------ Eingabedatensätze ------

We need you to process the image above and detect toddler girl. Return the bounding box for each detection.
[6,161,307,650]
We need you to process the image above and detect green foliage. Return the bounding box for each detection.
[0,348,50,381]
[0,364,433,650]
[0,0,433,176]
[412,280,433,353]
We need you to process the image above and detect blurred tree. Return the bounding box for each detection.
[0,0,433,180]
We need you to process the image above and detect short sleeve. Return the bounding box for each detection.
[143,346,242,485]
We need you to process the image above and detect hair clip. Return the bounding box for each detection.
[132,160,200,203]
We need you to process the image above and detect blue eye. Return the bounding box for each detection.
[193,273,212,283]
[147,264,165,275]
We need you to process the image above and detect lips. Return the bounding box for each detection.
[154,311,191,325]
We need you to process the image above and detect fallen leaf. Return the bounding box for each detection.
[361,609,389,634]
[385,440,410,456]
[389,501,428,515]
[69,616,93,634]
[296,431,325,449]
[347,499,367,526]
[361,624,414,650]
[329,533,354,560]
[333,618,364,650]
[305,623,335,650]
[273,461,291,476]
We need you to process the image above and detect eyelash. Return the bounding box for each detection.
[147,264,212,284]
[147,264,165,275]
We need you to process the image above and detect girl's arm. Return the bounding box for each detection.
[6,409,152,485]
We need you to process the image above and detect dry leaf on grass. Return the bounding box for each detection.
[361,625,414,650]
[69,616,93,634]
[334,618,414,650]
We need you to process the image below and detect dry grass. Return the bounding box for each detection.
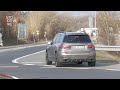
[96,51,120,63]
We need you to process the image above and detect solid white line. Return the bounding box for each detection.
[104,69,120,71]
[0,66,19,68]
[12,50,45,63]
[23,64,35,65]
[0,44,47,52]
[11,76,19,79]
[22,62,44,64]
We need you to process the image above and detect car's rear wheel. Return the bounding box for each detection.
[88,62,96,67]
[46,52,52,65]
[77,62,83,64]
[55,53,62,67]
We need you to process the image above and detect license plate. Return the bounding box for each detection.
[72,46,84,49]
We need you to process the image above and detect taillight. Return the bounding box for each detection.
[87,44,95,48]
[59,45,71,49]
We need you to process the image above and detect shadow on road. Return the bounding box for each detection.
[53,60,119,67]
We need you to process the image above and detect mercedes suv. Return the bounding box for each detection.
[46,32,96,67]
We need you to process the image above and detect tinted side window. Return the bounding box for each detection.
[56,34,61,43]
[53,34,58,43]
[64,35,91,43]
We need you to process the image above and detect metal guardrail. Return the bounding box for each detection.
[0,41,46,50]
[95,45,120,51]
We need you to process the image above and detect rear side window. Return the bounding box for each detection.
[64,35,91,43]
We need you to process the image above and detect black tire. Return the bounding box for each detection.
[77,62,83,64]
[88,62,96,67]
[46,52,52,65]
[55,53,62,67]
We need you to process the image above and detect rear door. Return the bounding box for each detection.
[64,35,91,54]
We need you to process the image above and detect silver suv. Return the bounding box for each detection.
[46,32,96,67]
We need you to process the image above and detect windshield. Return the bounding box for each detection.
[64,35,91,43]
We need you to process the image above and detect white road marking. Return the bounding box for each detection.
[11,50,120,71]
[23,64,35,65]
[0,66,19,68]
[11,76,19,79]
[104,69,120,71]
[12,50,45,63]
[23,62,44,64]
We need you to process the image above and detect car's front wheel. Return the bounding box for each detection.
[55,53,62,67]
[46,52,52,65]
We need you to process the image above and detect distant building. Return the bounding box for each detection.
[77,28,98,42]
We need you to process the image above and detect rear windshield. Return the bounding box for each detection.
[64,35,91,43]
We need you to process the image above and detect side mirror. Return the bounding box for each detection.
[48,41,53,45]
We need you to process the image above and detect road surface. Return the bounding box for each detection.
[0,45,120,79]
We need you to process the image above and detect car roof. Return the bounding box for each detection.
[58,32,88,35]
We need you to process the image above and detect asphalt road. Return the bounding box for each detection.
[0,45,120,79]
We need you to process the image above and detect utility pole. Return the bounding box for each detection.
[95,11,97,28]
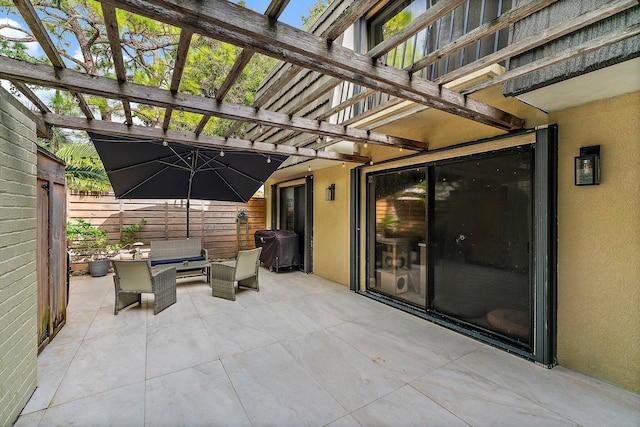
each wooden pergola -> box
[0,0,639,163]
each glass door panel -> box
[367,167,427,308]
[429,148,533,348]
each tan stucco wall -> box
[313,166,349,286]
[268,93,640,392]
[550,92,640,392]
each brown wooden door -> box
[49,183,68,338]
[36,179,51,351]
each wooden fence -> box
[67,194,266,258]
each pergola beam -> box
[102,3,133,125]
[40,113,369,163]
[100,0,523,131]
[162,29,193,130]
[13,0,93,119]
[195,0,289,135]
[0,58,426,150]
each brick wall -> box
[0,89,37,426]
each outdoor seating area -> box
[211,248,262,301]
[15,268,640,427]
[111,260,176,314]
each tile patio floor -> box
[16,268,640,427]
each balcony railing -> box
[334,0,511,123]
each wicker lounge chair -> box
[111,260,176,314]
[211,248,262,301]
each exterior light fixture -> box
[575,145,600,185]
[325,184,336,202]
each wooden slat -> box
[463,24,640,94]
[102,4,133,124]
[11,82,51,113]
[42,113,369,163]
[0,58,425,150]
[195,0,289,136]
[13,0,93,119]
[0,82,53,139]
[100,0,523,130]
[434,0,638,84]
[405,0,557,73]
[162,29,193,130]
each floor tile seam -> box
[409,358,580,426]
[219,356,254,426]
[438,347,604,425]
[14,408,47,426]
[407,383,473,426]
[44,300,101,409]
[251,342,350,421]
[46,379,146,410]
[142,304,152,426]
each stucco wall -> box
[0,92,37,426]
[313,163,349,286]
[550,92,640,392]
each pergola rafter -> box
[14,0,93,119]
[100,0,523,131]
[0,0,638,171]
[0,58,425,150]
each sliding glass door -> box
[367,146,534,351]
[429,148,533,348]
[368,167,427,307]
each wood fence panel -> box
[68,194,266,259]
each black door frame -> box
[350,125,558,367]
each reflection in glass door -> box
[429,148,532,348]
[367,146,533,351]
[368,167,427,307]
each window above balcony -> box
[368,0,511,80]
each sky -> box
[241,0,316,28]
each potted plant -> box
[67,218,118,277]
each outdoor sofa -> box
[149,239,210,281]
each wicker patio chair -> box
[211,248,262,301]
[111,260,176,314]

------

Wandle sämtliche Datensätze oben in eine JSON-Liste von Zeichenketten um, eine Zeichenkette pro Zeile und ohne Leerzeilen. Die Bilder gehören nicht in die Ausgabe.

_Lösung_
[
  "We need you to process the image above and detect toddler girl. Return the bounding box for each detection.",
  "[6,161,307,650]",
  "We need you to process the image above and detect green foliage. Return the bounding box for each detection.",
  "[0,348,50,381]",
  "[0,364,433,650]",
  "[0,0,433,176]",
  "[412,280,433,353]",
  "We need you to process the image above and detect blurred tree. Return the bounding box for each detection.",
  "[0,0,433,180]",
  "We need you to process the image above and detect short sleeve. Return the bounding box for each detection.",
  "[143,346,242,485]",
  "We need you to process the image above and detect hair clip. Return the bounding box for each detection.",
  "[132,160,200,203]",
  "We need you to process the image above and detect blue eye. Return the bounding box for each detection.",
  "[193,273,212,283]",
  "[147,264,165,275]",
  "We need you to process the image above and detect lips. Return the bounding box for each detection.",
  "[154,311,191,325]",
  "We need you to process the image above and detect fallen leaf. Return the bounding box for each detection.",
  "[361,609,389,634]",
  "[385,440,410,456]",
  "[389,501,428,515]",
  "[69,616,93,634]",
  "[296,431,325,449]",
  "[347,499,367,526]",
  "[361,624,414,650]",
  "[329,533,354,560]",
  "[333,618,364,650]",
  "[305,623,335,650]",
  "[273,461,291,476]",
  "We need you to process the image above and detect eyelash. Return the bounding box for each detection.",
  "[147,264,212,284]",
  "[147,264,165,275]",
  "We need you to process the image above and detect girl's arm. Return the bounding box for each detection.",
  "[6,409,152,485]",
  "We need you to process the image above and detect dry leaf on grass. Return the bounding box for each detection.",
  "[361,625,414,650]",
  "[69,616,93,634]",
  "[334,618,414,650]",
  "We need you to process the image below and detect dry grass. Return the bounding box for each detection.",
  "[96,51,120,63]",
  "We need you to process the image above and detect solid white line. Return the bounding box for each detection.",
  "[104,69,120,71]",
  "[0,66,19,68]",
  "[12,50,45,63]",
  "[23,64,35,65]",
  "[0,44,47,52]",
  "[11,76,19,79]",
  "[22,62,44,64]",
  "We need you to process the image above and detect car's rear wheel. Return the bounding box for each detection.",
  "[88,62,96,67]",
  "[46,52,52,65]",
  "[77,62,83,64]",
  "[55,53,62,67]",
  "We need you to process the image above and detect license plate. Return the bounding box for each detection.",
  "[72,46,84,49]",
  "We need you to process the image above and detect taillight. Return the bounding box for each detection.",
  "[87,44,95,48]",
  "[59,45,71,49]",
  "We need you to process the image above and detect shadow on road. Return the bounding box for each detection.",
  "[53,60,119,67]",
  "We need you to process the image above and detect mercedes suv. Return the bounding box for each detection.",
  "[46,32,96,67]",
  "We need you to process the image above and detect tinted side window. Return the bounding box for each detection.",
  "[56,34,61,43]",
  "[53,34,58,43]",
  "[64,35,91,43]",
  "We need you to process the image above and detect metal guardrail. Return the bounding box for each detection.",
  "[0,41,46,50]",
  "[95,45,120,51]",
  "We need you to process the image above and detect rear side window. Return the bounding box for each detection.",
  "[64,35,91,43]",
  "We need you to process the image above and detect black tire. Return the bounding box for each detection.",
  "[77,62,83,64]",
  "[88,62,96,67]",
  "[46,52,52,65]",
  "[55,53,62,67]",
  "We need you to process the image above and detect rear door. Return the bounding box for each detection.",
  "[64,35,91,54]",
  "We need you to process the image above and detect silver suv. Return the bounding box for each detection.",
  "[46,32,96,67]",
  "We need you to process the image above and detect windshield. Return the bounding box for each detection.",
  "[64,35,91,43]",
  "We need you to process the image above and detect white road marking. Return the bounding box for each detection.",
  "[11,50,120,71]",
  "[23,64,35,65]",
  "[0,66,19,68]",
  "[11,76,19,79]",
  "[104,69,120,71]",
  "[12,50,45,63]",
  "[23,62,44,64]",
  "We need you to process the image above and detect car's front wheel. Return the bounding box for each detection.",
  "[55,53,62,67]",
  "[46,52,52,65]",
  "We need you to process the image above and detect distant building. Return the bounding box for each detection.",
  "[77,28,98,42]",
  "We need you to process the image above and detect rear windshield. Return the bounding box for each detection.",
  "[64,35,91,43]",
  "We need you to process the image above and detect side mirror. Return the bounding box for each detection.",
  "[48,41,53,45]",
  "We need you to process the image above and detect road surface. Return the bounding box for each detection.",
  "[0,45,120,79]",
  "We need you to process the image above and detect car roof. Return the bounding box for each detection.",
  "[58,32,88,35]",
  "We need you to process the image above and detect asphalt road. Return the bounding box for each detection.",
  "[0,45,120,79]",
  "We need you to process the image above and detect utility pole. Return the bounding box for each detection.",
  "[95,11,97,28]",
  "each wooden pergola -> box",
  "[0,0,639,163]",
  "each glass door panel -> box",
  "[367,167,427,308]",
  "[429,148,533,348]",
  "each tan stucco wall -> box",
  "[313,166,349,286]",
  "[268,93,640,392]",
  "[550,92,640,392]",
  "each brown wooden door -> box",
  "[49,183,68,338]",
  "[36,179,51,351]",
  "each wooden fence -> box",
  "[67,194,266,258]",
  "each pergola beam -> box",
  "[102,3,133,125]",
  "[40,113,369,163]",
  "[100,0,523,131]",
  "[162,29,193,130]",
  "[13,0,93,119]",
  "[195,0,289,135]",
  "[0,58,426,150]",
  "each brick wall -> box",
  "[0,89,37,426]",
  "each outdoor seating area -> box",
  "[211,248,262,301]",
  "[15,268,640,427]",
  "[111,260,176,314]",
  "each tile patio floor -> box",
  "[16,268,640,427]",
  "each balcony railing -> box",
  "[334,0,511,123]",
  "each wicker lounge chair -> box",
  "[111,260,176,314]",
  "[211,248,262,301]",
  "each exterior light fixture -> box",
  "[575,145,600,185]",
  "[325,184,336,202]",
  "each wooden slat -> box",
  "[463,24,640,94]",
  "[102,4,133,124]",
  "[11,82,51,113]",
  "[42,113,369,163]",
  "[0,58,425,150]",
  "[195,0,289,136]",
  "[13,0,93,119]",
  "[0,82,53,139]",
  "[100,0,523,130]",
  "[434,0,638,84]",
  "[405,0,557,73]",
  "[162,29,193,130]",
  "each floor tile seam -> box",
  "[409,358,580,426]",
  "[219,356,254,426]",
  "[438,347,604,425]",
  "[14,408,47,426]",
  "[407,383,473,426]",
  "[44,300,101,409]",
  "[251,342,350,421]",
  "[46,379,146,410]",
  "[142,304,152,426]",
  "each stucco wall -> box",
  "[0,92,37,426]",
  "[313,163,349,286]",
  "[550,92,640,392]",
  "each pergola rafter -> box",
  "[14,0,93,119]",
  "[100,0,523,131]",
  "[0,0,638,171]",
  "[0,58,425,150]",
  "each sliding glass door -> box",
  "[367,146,534,351]",
  "[429,148,533,348]",
  "[368,167,427,307]",
  "each wood fence panel -> box",
  "[68,194,266,259]",
  "each black door frame -> box",
  "[350,125,558,367]",
  "each reflection in glass door -> box",
  "[429,148,532,348]",
  "[367,146,533,351]",
  "[368,167,427,307]",
  "each window above balcony -> box",
  "[368,0,511,80]",
  "each sky -> box",
  "[241,0,316,28]",
  "each potted plant -> box",
  "[67,218,118,277]",
  "each outdoor sofa -> box",
  "[149,239,210,281]",
  "each wicker patio chair -> box",
  "[211,248,262,301]",
  "[111,260,176,314]"
]